Stored data
•••

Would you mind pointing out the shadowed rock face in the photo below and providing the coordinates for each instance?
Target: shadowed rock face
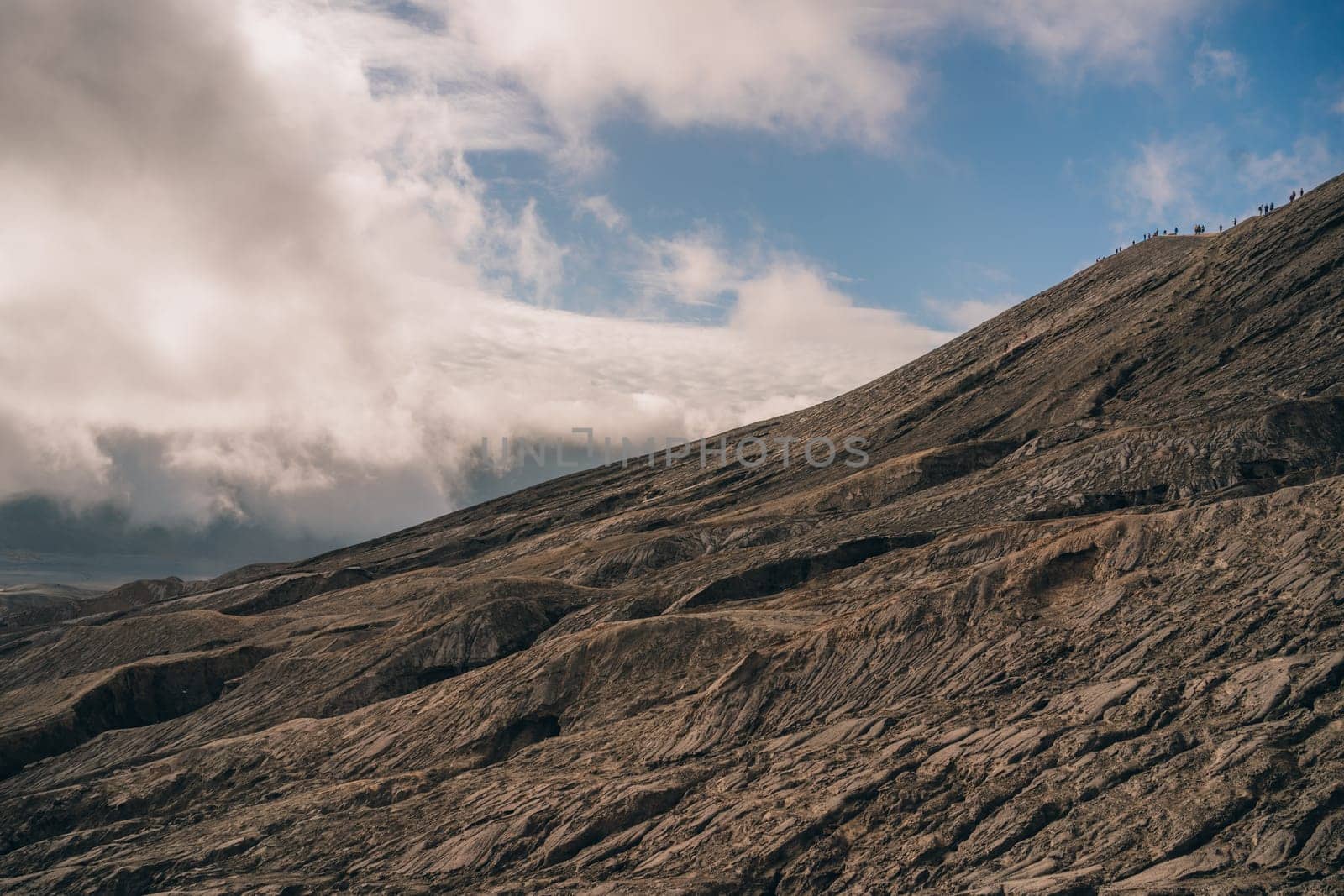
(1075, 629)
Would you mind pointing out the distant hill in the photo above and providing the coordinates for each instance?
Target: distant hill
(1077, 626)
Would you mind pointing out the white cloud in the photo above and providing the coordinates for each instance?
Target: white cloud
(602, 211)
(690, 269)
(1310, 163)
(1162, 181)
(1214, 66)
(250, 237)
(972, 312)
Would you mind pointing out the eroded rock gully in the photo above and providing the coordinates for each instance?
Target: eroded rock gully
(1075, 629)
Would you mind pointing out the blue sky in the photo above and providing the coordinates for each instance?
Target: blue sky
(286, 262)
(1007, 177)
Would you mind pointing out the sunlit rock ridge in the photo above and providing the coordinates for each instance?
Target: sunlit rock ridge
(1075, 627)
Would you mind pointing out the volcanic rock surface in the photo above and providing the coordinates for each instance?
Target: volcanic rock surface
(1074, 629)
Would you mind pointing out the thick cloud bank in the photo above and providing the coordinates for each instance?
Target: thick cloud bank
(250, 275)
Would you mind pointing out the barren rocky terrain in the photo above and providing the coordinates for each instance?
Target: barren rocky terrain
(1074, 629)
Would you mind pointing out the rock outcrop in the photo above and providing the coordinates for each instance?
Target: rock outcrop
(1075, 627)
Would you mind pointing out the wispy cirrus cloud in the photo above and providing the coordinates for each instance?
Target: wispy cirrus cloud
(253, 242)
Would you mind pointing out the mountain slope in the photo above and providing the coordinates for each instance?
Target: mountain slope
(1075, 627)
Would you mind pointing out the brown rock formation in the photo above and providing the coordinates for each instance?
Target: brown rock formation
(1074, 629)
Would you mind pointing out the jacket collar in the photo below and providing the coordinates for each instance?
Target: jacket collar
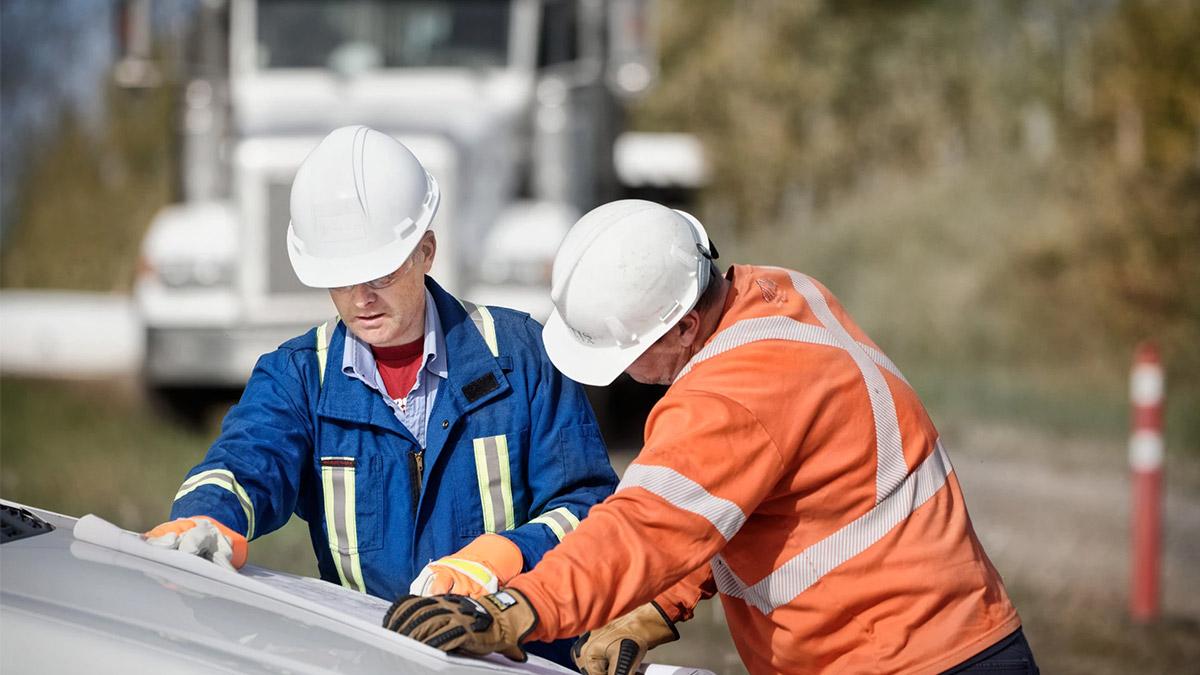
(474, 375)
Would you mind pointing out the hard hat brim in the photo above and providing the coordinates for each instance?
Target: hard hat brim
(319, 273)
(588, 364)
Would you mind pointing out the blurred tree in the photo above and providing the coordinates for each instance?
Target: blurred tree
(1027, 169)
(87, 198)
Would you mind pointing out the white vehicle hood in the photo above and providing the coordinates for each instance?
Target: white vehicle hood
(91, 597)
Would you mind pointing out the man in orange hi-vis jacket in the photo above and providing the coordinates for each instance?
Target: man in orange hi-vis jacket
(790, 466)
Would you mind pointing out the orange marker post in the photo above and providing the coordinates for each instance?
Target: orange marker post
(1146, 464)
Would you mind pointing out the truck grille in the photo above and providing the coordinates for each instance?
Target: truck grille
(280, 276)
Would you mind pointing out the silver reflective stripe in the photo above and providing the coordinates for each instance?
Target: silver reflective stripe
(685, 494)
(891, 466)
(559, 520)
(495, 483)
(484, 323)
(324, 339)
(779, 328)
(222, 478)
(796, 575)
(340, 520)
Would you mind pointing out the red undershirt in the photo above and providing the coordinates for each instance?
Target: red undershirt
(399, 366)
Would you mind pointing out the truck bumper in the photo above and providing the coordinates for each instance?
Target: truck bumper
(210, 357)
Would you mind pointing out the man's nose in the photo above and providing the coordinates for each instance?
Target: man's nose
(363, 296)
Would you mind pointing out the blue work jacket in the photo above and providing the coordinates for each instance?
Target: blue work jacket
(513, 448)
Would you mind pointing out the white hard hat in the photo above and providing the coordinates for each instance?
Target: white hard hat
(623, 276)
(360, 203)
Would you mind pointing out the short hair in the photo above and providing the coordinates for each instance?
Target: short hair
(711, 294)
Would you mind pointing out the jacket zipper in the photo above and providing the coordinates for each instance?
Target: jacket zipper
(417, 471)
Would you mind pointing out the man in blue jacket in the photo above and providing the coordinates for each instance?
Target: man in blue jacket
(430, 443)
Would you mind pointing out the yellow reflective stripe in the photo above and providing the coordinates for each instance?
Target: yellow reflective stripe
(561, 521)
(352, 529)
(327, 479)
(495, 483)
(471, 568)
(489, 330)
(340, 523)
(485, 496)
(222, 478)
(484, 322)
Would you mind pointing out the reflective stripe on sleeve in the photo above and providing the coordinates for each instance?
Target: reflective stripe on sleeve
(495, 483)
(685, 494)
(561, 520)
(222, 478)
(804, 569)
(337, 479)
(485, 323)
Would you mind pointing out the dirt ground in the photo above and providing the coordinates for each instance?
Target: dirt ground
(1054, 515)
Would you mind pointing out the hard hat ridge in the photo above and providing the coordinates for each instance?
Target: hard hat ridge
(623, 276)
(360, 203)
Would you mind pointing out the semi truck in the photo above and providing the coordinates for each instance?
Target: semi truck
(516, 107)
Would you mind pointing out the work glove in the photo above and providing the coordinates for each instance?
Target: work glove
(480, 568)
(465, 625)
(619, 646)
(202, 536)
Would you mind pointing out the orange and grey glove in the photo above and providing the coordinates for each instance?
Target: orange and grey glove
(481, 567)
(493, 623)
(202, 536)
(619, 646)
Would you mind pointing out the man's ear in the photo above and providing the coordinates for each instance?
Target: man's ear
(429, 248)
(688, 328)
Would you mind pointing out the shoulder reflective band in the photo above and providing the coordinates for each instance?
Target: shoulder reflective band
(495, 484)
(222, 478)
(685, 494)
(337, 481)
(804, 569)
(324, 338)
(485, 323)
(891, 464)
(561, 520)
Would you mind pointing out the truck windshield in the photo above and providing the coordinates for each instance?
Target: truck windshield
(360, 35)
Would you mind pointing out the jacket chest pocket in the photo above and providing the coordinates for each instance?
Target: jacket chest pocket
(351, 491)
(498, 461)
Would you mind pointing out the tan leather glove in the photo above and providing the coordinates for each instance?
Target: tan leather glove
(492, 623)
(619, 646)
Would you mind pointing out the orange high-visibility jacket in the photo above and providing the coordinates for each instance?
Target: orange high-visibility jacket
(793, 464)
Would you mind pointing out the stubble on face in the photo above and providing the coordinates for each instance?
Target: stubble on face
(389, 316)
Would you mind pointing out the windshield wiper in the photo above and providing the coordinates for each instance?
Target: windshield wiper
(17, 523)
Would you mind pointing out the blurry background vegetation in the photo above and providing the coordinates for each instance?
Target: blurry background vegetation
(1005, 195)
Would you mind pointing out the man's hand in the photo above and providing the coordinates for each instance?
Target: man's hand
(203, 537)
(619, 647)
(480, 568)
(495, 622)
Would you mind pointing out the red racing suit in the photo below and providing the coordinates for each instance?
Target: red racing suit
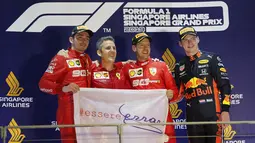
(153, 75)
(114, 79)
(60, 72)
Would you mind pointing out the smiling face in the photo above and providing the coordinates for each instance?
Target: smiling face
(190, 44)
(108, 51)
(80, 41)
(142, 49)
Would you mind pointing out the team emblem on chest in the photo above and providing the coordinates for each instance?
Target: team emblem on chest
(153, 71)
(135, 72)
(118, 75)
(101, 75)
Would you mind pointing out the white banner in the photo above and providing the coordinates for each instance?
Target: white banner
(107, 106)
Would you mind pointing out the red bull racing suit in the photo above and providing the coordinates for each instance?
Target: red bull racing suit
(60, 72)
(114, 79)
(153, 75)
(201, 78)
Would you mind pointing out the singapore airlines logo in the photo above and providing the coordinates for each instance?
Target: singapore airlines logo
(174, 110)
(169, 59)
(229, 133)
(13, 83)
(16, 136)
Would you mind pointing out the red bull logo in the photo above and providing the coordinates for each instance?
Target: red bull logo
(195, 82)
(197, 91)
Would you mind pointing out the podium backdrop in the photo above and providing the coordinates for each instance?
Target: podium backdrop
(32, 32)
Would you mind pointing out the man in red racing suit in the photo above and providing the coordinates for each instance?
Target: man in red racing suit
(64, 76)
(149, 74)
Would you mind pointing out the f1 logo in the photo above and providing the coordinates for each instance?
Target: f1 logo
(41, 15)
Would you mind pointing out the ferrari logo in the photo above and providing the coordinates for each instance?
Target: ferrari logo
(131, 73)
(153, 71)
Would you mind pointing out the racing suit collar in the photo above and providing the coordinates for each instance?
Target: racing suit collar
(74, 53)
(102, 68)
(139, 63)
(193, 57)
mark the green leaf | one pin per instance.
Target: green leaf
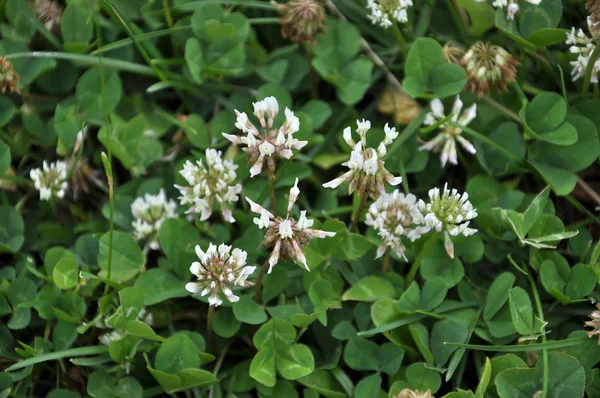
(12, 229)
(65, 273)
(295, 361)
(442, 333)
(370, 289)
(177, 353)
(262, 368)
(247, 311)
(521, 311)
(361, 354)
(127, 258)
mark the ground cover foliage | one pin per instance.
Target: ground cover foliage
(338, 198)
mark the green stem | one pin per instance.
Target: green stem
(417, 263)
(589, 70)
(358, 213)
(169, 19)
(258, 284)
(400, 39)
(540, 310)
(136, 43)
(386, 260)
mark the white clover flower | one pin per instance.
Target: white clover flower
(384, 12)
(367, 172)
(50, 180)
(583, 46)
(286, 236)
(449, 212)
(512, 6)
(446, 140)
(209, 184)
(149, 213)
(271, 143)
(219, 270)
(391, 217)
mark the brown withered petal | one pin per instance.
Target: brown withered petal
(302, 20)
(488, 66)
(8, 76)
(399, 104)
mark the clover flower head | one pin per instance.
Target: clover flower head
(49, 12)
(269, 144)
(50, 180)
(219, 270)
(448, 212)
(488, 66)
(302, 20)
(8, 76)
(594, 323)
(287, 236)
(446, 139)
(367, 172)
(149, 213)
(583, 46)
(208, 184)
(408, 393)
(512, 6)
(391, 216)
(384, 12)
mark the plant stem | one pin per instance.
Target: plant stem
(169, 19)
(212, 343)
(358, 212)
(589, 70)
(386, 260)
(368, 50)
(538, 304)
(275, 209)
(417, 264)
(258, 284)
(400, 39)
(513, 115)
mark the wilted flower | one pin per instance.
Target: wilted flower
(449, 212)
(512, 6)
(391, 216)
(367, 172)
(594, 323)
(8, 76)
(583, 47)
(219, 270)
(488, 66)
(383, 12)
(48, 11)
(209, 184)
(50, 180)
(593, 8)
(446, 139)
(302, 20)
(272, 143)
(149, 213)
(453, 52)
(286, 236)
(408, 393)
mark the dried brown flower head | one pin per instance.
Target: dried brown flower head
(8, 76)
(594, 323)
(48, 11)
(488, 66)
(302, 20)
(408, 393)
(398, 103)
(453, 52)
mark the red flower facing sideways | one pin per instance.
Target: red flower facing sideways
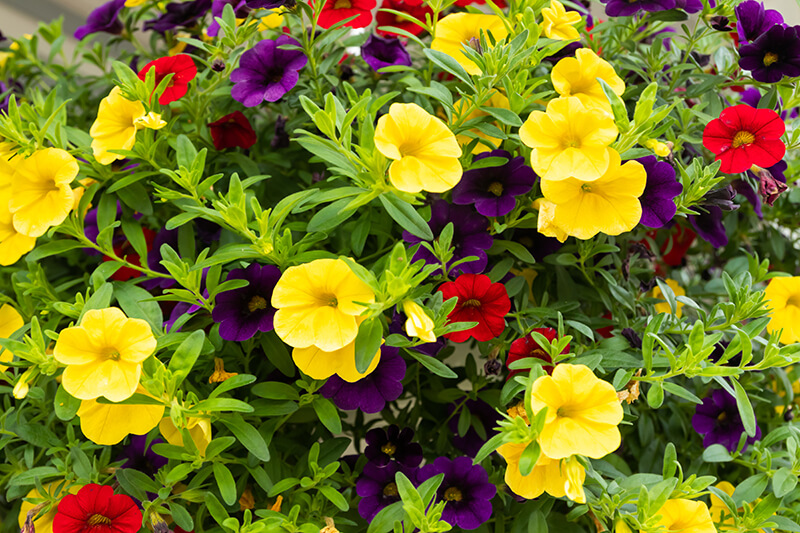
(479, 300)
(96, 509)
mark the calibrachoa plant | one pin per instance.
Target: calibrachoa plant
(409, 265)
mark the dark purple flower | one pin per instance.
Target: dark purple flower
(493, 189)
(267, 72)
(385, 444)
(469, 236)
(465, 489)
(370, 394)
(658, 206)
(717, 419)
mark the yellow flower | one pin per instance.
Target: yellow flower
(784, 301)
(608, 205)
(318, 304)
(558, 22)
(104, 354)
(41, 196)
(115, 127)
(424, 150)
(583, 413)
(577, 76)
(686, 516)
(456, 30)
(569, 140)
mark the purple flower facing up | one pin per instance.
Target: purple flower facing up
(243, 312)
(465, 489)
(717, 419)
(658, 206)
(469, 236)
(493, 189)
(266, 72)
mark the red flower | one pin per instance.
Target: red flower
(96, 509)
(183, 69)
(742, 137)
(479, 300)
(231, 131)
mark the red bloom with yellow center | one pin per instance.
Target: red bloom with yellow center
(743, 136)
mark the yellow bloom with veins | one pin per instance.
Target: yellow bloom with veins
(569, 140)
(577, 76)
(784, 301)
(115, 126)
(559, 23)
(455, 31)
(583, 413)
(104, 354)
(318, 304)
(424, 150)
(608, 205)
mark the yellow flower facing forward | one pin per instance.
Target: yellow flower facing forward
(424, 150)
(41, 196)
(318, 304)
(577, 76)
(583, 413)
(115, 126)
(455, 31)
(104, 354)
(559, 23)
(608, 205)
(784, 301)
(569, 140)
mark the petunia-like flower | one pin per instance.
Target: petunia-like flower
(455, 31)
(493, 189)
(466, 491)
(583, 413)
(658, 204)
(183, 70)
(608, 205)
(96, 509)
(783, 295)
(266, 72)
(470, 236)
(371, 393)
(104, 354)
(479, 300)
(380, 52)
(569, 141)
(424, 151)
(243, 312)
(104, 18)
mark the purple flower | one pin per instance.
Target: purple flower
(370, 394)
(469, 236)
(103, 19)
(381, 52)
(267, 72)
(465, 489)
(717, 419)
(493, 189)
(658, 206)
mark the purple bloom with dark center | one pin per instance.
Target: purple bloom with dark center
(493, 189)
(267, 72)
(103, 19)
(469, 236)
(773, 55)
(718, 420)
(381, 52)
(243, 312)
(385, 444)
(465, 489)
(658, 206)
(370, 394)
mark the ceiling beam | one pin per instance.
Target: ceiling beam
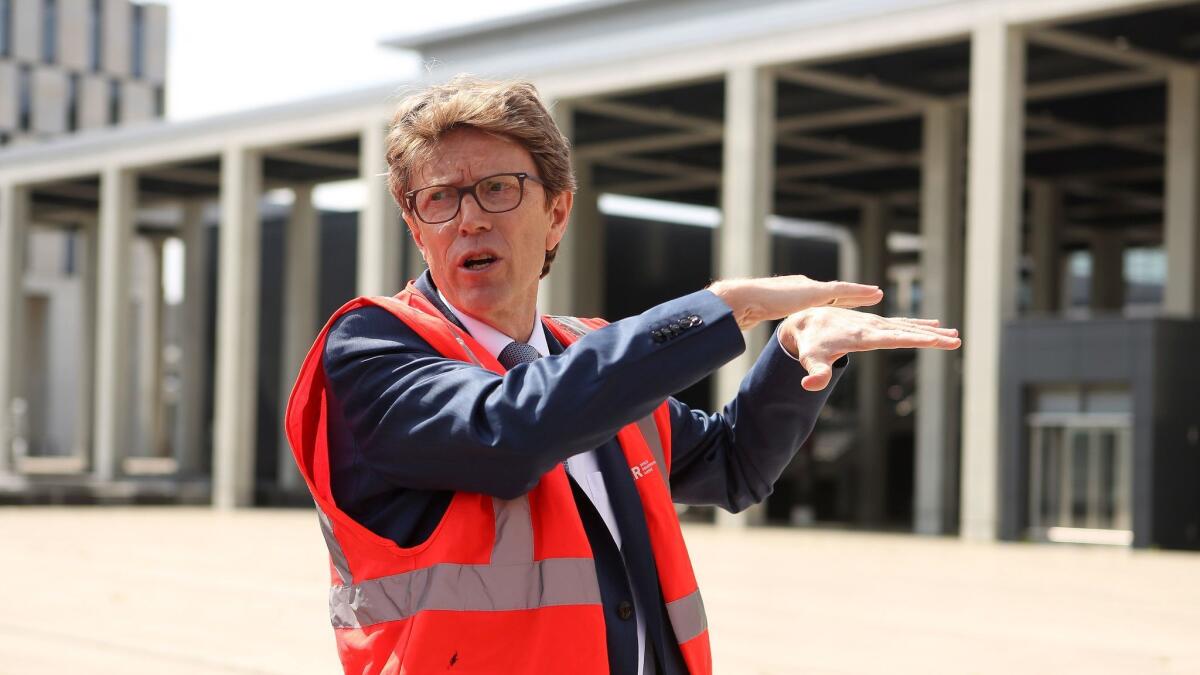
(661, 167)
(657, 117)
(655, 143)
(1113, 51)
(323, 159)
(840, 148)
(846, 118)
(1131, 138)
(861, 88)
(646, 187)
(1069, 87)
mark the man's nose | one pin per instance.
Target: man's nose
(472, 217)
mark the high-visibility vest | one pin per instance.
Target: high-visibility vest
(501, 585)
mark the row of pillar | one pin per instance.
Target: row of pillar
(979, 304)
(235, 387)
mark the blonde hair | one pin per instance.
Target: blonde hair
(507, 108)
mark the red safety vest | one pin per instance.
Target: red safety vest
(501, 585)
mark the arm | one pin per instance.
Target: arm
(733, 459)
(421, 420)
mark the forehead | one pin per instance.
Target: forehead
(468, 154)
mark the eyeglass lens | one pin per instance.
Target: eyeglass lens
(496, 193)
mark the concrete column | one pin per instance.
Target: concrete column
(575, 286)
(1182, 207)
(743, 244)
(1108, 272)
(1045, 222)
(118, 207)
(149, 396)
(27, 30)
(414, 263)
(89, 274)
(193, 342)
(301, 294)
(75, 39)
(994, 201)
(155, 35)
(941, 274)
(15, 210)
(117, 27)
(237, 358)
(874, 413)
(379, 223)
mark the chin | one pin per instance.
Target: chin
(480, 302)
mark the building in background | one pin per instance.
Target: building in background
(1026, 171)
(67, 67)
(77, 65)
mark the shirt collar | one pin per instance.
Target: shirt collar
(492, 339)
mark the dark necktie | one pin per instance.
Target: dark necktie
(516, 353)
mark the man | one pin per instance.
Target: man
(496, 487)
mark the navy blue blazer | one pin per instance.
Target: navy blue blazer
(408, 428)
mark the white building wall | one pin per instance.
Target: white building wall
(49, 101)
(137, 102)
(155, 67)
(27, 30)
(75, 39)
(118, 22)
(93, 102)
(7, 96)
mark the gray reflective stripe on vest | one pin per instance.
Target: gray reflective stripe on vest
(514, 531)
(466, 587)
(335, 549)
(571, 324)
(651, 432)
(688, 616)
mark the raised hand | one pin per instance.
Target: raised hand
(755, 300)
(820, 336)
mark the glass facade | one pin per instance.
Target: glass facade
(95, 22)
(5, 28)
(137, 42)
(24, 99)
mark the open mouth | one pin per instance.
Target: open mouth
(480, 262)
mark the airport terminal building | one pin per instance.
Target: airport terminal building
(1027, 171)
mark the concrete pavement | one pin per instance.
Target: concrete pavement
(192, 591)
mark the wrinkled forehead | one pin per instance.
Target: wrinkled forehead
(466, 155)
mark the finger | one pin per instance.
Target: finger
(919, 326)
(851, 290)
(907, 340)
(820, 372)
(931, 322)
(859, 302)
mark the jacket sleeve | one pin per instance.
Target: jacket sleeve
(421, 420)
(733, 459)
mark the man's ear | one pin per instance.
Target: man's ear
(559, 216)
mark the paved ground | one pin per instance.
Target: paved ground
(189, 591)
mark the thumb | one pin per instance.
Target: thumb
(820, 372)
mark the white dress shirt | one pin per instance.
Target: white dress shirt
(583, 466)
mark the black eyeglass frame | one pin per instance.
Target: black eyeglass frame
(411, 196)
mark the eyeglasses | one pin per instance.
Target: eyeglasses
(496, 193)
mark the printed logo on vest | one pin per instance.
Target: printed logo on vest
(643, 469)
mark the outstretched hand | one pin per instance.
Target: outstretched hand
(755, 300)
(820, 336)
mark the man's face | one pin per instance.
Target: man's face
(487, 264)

•••

→ **WRITTEN PROBLEM**: Rewrite the stretch of data from its beginning through the line containing "(1077, 626)" as a Markdown table with the columns Row and Data line, numbering each line and skipping blank ones. Leave any pictures out of the table.

→ **RESPONSE**:
| Row | Data line |
|---|---|
| 1 | Would you mind pointing out the shadowed rock face in the photo below and providing the coordinates for each instance? |
| 2 | Target: shadowed rock face |
| 3 | (1075, 629) |
| 4 | Would you mind pointing out the distant hill in the photo above and providing the coordinates for each instance? |
| 5 | Target: distant hill |
| 6 | (1077, 626) |